* [Entries from a dataset]:

###

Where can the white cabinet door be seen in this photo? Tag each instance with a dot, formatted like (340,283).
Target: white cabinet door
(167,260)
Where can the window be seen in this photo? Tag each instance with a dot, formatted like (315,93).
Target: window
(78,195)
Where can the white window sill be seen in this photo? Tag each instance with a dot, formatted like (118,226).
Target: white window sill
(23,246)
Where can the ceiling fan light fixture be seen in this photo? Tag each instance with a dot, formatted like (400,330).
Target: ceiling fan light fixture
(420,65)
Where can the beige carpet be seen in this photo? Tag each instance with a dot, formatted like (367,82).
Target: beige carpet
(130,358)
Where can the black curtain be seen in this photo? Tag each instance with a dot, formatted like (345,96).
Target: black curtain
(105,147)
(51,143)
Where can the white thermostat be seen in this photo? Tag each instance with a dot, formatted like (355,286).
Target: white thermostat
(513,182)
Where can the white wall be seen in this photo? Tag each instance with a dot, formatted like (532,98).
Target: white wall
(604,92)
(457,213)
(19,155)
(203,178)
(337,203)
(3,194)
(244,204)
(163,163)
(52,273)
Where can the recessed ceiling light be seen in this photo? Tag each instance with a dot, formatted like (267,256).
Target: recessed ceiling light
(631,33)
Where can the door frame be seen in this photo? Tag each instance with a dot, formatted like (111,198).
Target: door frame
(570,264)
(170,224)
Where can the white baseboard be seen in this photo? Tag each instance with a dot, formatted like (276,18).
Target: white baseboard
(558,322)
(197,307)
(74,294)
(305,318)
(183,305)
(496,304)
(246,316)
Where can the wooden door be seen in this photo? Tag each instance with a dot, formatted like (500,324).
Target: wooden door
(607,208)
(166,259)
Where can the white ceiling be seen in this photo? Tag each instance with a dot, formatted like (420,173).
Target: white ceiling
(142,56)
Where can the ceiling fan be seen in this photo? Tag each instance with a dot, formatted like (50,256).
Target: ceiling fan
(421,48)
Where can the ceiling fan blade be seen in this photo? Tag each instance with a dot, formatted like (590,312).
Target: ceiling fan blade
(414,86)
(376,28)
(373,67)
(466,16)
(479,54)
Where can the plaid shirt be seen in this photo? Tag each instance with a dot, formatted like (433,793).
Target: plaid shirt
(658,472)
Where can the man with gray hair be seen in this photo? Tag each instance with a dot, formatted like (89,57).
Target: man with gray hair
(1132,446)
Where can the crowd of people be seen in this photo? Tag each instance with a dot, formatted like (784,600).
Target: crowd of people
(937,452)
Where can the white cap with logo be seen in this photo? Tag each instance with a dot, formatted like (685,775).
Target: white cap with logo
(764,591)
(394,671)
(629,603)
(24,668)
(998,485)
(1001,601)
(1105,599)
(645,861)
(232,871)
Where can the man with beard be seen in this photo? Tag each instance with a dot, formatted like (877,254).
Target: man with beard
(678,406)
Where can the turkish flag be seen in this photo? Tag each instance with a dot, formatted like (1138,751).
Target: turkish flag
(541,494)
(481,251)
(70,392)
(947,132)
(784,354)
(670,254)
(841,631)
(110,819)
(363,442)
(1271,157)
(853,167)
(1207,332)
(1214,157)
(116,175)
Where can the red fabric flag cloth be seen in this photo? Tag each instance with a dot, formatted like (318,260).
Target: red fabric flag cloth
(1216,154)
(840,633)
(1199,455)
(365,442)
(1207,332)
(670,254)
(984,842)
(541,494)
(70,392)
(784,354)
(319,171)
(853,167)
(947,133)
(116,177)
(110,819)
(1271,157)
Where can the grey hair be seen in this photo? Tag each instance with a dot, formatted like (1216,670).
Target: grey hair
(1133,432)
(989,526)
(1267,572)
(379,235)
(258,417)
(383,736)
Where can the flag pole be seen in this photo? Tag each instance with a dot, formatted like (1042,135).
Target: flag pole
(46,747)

###

* [What you should do]: Please copy out every line of the items above word for word.

* [Task solution]:
Where can the white cabinet door be seen in this photo? Tag each instance with a dot, formatted like (340,283).
Target: white cabinet door
(167,260)
Where can the window be seen in this photo? Tag each instance with a dot, formatted like (315,93).
Target: window
(78,195)
Where can the white window sill be seen in this photo? Tag each instance with a dot, formatted like (118,226).
Target: white window sill
(23,246)
Where can the ceiling fan light fixture be seen in this photo? Tag each instance with a dot, formatted like (400,330).
Target: ceiling fan light fixture
(420,65)
Where can the beige carpet be seen in this photo? Tag each instance with a dot, formatted like (367,82).
Target: beige carpet
(130,358)
Where can the black curtain be seen in this photo? Tag each instance with a dot, formatted like (345,96).
Target: black curtain
(105,147)
(51,143)
Where can the white thermostat be seen in this photo? Tag each instance with a dot, formatted like (355,286).
Target: white thermostat
(513,182)
Where can the white wall be seen in this photo? Tag each instance with a dot, formatted like (532,98).
Target: white wall
(604,92)
(457,213)
(19,155)
(203,178)
(337,203)
(3,194)
(244,204)
(163,163)
(52,273)
Where can the recessed ceiling light be seen in this photo? Tag each instance with a dot, formatted like (267,256).
Target: recessed ceiling light
(631,33)
Where can the door frame be seen in this photo? Tag each instance with a dot, formatted like (111,198).
Target: door frame
(570,264)
(170,224)
Where can the white baseboard be seen in this photo? Tag each instance with a dot, formatted like (276,18).
Target: white baseboard
(558,322)
(197,307)
(74,294)
(305,318)
(183,305)
(496,304)
(246,316)
Where can the wooden door be seen in this photo? Tag each instance with a dot, formatted like (500,324).
Target: wooden door
(607,208)
(166,259)
Where can the white ceiling be seen in this photo? Tag each instance with a dot, formatted like (420,173).
Target: white ceiling
(142,56)
Where can the ceiling fan be seen in this photo? Tag each instance with a dot, formatted like (50,256).
Target: ceiling fan
(421,48)
Where can the ceiling fan blade be seen in this photo? Tag each instance with a dot, formatted like (590,312).
Target: ceiling fan blade
(414,86)
(376,28)
(373,67)
(466,16)
(479,54)
Where can the plaid shirt be seen in this photo? Tag each instance with a dot, formatted like (433,793).
Target: plaid shirt
(658,472)
Where can the man with gray hair be seen in this photo? Tag each instance with a dot, formatted like (89,57).
Target: man with gray hair
(1132,446)
Where can the crowd of people be seen in this photo? Tag each instance with a dot, formatted like (784,600).
Target: crowd of people
(937,452)
Where can the white cap with logo be seen in this photo? Tag each instance with a dot, formatted like (685,775).
Target: white cap with logo
(764,591)
(394,671)
(629,603)
(24,668)
(998,485)
(1001,601)
(1105,599)
(645,861)
(232,871)
Where can the man with beard be seen in this photo? Tag each instance with a dot, formatted like (877,254).
Target: man with beard
(678,406)
Where can the turkish flag be seen in this photo? Tag each instance with a dot, formatted like (1138,751).
Target: turkish flag
(541,494)
(481,251)
(70,392)
(947,132)
(784,354)
(670,254)
(841,631)
(110,819)
(363,442)
(1271,157)
(853,167)
(1207,332)
(1214,157)
(116,175)
Where can the red fabric flag cloth be seen in this photo? Tag each instance with a dot, formatted like (318,260).
Target: red fabric flag cloth
(1216,154)
(840,633)
(1199,455)
(365,442)
(1207,332)
(670,254)
(984,842)
(541,494)
(70,392)
(784,354)
(319,171)
(853,167)
(947,133)
(116,177)
(110,819)
(1271,157)
Where can the grey hair be seen in this photo? Tag each instance with a dot, formatted like (1216,670).
Target: grey hair
(1133,432)
(989,526)
(1267,572)
(379,235)
(258,417)
(383,736)
Where can the flag pole be seen in this photo? Tag each instance with a dot, formatted like (1042,135).
Target: flag pole
(46,747)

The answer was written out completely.